REQUIRED ACTION:
Nothing is needed except the lines below that run from the one with "# point at: the striped" through the one with "# point at: the blurred", repeated exactly.
───── EXERCISE INPUT
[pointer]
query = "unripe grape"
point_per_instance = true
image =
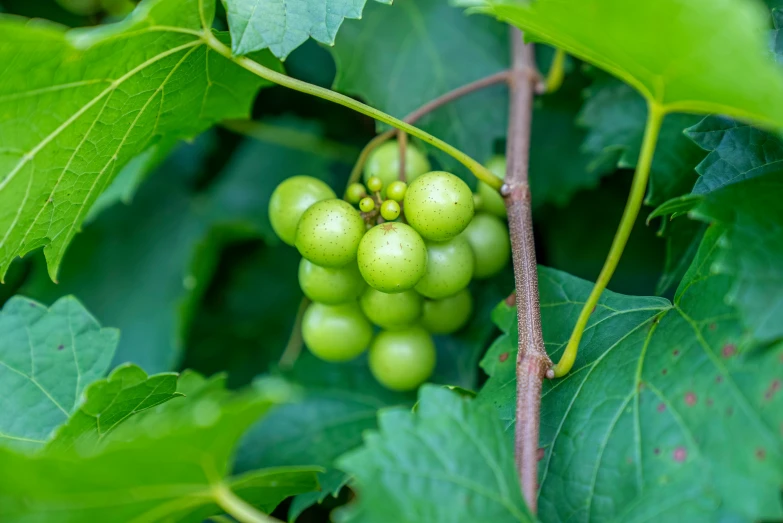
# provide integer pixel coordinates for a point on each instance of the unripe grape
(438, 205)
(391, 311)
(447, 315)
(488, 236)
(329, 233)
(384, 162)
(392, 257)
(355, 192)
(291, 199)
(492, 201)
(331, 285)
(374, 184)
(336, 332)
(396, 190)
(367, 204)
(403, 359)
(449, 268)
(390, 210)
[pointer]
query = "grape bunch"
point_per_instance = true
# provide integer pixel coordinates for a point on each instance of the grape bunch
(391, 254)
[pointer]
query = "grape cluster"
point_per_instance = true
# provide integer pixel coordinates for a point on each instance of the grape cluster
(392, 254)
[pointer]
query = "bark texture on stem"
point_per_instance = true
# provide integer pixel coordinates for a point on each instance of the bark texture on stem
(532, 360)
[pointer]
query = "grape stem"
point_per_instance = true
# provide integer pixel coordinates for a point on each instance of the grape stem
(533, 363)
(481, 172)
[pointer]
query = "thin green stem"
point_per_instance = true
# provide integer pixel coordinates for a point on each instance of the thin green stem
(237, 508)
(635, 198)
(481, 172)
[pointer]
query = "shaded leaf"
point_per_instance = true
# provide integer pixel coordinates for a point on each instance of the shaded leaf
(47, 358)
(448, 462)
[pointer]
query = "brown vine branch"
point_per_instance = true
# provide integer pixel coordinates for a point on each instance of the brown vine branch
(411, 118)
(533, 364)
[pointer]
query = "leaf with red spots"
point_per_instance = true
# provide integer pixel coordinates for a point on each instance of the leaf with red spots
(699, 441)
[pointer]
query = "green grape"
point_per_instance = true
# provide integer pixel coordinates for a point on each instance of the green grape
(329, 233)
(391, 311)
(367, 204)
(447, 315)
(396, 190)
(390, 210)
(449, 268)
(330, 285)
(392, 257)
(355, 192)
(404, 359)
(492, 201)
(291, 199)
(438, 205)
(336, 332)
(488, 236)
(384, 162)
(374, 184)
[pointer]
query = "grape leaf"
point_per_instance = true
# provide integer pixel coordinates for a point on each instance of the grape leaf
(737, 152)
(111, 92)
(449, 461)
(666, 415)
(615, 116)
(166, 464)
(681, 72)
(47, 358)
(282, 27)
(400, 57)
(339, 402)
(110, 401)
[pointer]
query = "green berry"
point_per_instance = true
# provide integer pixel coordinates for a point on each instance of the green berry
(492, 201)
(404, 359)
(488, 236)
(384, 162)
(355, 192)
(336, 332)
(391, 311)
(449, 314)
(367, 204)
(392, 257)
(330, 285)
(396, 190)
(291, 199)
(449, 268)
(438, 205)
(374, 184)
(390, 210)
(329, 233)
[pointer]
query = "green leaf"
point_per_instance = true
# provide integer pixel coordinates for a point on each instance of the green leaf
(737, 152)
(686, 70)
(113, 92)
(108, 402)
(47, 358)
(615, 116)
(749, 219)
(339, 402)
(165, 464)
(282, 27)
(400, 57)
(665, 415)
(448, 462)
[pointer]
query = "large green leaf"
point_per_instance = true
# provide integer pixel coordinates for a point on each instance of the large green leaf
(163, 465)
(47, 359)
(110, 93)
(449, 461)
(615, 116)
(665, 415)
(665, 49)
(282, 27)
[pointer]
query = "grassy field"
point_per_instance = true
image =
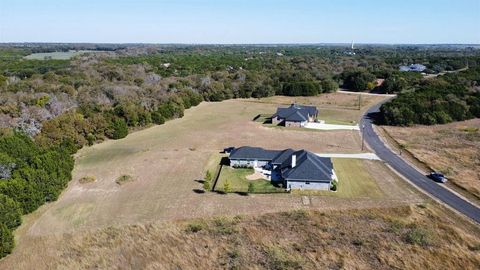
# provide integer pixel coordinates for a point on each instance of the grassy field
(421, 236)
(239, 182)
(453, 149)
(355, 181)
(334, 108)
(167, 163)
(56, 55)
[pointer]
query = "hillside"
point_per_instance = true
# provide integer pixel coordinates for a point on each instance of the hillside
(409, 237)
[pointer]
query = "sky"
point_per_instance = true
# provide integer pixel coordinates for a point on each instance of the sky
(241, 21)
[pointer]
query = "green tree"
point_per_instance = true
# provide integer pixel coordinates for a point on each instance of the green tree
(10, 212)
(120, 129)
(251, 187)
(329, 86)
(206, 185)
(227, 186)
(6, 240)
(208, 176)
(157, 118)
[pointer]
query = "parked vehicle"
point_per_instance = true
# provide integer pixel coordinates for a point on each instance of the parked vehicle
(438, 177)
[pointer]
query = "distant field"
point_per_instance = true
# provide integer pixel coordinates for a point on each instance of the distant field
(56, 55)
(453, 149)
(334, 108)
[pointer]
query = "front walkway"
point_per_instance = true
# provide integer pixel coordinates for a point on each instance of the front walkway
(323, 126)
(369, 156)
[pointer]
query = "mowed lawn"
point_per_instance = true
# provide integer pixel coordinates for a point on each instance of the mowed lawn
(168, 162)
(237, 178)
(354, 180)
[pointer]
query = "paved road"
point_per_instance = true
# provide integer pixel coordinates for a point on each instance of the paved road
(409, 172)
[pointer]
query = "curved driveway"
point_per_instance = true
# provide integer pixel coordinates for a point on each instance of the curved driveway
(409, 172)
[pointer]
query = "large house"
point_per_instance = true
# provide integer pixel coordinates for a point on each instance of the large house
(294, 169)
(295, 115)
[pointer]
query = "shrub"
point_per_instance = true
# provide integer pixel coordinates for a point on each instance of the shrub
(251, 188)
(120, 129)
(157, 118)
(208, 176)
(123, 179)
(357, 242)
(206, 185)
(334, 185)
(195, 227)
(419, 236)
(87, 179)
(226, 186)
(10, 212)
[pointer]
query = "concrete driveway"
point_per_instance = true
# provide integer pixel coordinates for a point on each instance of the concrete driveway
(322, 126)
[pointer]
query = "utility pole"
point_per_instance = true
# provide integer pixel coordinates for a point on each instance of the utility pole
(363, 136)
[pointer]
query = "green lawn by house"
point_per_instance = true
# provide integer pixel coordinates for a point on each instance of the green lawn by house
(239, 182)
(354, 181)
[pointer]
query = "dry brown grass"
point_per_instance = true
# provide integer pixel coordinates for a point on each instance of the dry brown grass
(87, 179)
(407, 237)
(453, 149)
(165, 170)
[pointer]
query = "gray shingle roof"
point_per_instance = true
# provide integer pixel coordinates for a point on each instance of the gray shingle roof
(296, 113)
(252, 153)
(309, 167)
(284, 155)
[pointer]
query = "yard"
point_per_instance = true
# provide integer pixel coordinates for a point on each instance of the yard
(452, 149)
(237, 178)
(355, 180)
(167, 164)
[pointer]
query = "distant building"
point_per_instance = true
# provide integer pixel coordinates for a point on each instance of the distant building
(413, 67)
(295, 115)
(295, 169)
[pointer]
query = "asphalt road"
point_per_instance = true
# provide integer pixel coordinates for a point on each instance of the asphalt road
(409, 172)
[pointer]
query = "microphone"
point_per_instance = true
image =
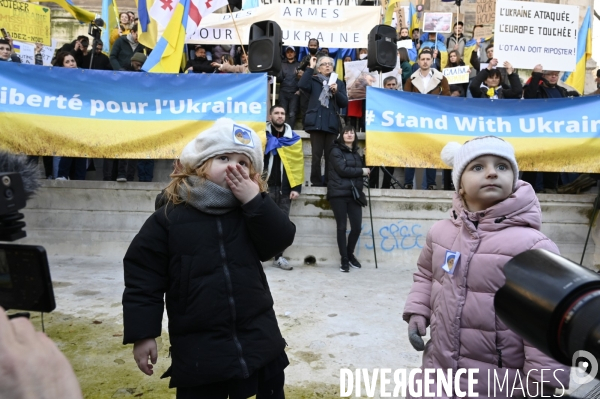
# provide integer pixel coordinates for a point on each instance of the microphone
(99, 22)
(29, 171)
──────────
───── EXERCISE INPUT
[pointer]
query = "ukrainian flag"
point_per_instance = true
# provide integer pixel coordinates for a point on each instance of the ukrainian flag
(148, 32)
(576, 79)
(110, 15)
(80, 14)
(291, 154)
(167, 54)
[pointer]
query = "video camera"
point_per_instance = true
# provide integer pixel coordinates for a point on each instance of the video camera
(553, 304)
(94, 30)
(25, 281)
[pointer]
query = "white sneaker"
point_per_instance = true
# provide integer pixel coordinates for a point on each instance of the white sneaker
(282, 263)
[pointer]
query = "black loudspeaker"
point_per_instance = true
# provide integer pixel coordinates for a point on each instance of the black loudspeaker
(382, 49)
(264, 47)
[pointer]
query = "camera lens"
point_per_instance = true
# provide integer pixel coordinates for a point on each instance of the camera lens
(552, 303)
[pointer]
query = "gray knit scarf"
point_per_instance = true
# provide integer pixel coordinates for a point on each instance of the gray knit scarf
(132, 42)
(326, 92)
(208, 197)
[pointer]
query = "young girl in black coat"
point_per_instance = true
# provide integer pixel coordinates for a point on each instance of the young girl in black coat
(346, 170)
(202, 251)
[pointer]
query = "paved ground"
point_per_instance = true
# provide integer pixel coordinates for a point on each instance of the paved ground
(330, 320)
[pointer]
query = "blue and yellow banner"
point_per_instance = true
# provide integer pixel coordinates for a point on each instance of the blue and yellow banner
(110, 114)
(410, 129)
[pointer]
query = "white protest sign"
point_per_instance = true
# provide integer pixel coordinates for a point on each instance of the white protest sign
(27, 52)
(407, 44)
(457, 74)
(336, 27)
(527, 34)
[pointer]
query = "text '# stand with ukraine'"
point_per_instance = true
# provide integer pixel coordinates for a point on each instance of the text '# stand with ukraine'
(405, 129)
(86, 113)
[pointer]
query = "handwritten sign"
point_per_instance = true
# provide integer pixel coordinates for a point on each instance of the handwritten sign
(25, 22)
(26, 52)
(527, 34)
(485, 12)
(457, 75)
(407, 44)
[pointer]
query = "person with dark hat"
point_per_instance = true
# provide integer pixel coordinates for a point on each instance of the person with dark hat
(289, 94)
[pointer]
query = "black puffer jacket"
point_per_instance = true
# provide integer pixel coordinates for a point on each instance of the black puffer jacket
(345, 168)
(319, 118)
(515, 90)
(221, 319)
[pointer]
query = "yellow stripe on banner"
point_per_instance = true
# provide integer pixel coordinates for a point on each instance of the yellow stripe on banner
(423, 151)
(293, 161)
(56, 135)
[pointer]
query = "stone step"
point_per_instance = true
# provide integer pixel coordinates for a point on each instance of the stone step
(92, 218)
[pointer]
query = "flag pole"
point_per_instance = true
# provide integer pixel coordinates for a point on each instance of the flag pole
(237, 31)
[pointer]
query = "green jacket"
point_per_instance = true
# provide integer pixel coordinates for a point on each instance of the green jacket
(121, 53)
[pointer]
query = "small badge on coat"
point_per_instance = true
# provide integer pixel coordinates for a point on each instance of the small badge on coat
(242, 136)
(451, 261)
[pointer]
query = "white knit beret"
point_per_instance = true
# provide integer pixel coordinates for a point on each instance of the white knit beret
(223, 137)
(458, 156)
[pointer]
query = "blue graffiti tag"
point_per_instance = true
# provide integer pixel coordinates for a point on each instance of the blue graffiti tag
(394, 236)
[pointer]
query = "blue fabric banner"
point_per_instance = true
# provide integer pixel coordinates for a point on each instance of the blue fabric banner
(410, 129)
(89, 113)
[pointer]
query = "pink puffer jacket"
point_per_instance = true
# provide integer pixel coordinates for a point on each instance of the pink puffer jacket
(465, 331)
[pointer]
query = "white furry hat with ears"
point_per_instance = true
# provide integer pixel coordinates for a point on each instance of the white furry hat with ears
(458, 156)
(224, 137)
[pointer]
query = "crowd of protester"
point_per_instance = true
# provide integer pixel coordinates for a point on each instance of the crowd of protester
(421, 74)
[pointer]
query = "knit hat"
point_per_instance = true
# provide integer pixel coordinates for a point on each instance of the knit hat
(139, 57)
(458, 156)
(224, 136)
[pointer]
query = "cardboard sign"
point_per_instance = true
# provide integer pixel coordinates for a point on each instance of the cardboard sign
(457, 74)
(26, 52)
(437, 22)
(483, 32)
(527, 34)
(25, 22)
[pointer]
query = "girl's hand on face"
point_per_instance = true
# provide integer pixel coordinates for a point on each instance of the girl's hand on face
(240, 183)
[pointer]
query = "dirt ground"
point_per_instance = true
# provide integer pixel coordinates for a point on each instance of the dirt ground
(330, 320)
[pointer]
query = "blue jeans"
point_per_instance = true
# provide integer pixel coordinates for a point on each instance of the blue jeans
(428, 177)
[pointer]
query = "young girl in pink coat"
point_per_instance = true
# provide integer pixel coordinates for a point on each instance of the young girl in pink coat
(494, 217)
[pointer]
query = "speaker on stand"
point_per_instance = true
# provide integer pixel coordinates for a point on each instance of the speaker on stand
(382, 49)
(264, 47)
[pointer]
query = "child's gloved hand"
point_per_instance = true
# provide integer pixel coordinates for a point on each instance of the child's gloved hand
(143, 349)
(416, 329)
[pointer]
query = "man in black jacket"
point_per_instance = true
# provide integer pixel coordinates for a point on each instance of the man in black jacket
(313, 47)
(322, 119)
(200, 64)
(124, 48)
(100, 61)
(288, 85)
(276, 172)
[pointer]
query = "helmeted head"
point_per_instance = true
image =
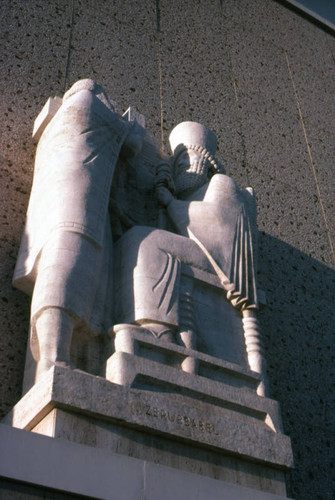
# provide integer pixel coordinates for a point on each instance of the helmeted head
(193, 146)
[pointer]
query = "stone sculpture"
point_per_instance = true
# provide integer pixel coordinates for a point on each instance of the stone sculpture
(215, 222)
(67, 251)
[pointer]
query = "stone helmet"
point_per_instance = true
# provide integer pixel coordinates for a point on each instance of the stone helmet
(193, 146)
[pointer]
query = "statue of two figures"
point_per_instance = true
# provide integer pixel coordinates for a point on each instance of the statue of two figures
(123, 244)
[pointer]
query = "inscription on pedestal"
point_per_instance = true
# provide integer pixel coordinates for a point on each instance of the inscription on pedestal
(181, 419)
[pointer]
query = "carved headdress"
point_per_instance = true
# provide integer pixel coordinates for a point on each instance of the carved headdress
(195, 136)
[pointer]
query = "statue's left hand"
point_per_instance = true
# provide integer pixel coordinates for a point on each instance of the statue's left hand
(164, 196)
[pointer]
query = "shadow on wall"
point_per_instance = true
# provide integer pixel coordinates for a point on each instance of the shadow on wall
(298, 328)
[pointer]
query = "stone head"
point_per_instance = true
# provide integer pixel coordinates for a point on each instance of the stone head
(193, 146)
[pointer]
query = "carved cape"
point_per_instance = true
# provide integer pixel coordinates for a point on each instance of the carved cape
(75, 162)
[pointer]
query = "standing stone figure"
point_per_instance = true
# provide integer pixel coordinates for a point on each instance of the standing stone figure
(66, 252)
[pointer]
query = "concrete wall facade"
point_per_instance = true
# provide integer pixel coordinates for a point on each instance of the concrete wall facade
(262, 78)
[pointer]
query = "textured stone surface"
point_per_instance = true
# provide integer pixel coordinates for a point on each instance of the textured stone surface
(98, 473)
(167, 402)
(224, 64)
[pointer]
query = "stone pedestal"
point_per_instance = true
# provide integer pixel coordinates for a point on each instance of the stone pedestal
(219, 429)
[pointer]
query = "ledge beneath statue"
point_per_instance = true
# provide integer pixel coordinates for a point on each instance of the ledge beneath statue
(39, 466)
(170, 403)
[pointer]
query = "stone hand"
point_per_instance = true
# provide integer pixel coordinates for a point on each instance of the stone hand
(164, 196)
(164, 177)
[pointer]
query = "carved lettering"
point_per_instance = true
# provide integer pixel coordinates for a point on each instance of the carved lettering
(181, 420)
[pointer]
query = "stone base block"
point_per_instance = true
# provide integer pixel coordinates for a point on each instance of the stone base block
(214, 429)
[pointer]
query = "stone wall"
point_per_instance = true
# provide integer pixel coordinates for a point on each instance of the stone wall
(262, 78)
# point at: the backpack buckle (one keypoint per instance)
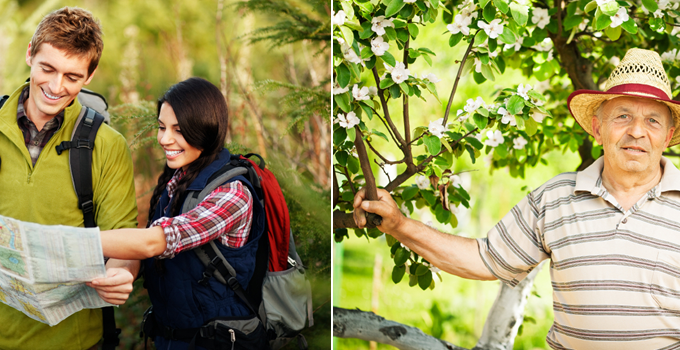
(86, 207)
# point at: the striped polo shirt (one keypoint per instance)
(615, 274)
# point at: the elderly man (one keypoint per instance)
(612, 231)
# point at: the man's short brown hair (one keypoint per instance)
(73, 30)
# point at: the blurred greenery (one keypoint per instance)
──────────
TASK RESULT:
# point at: the striped polo shirt (one keypoint per instance)
(615, 274)
# point at: the elderly man (one keypoint per instance)
(612, 231)
# point at: the man's short brown hair (one keypoint per instance)
(73, 30)
# point at: the blurred greenery (one keypoint per instance)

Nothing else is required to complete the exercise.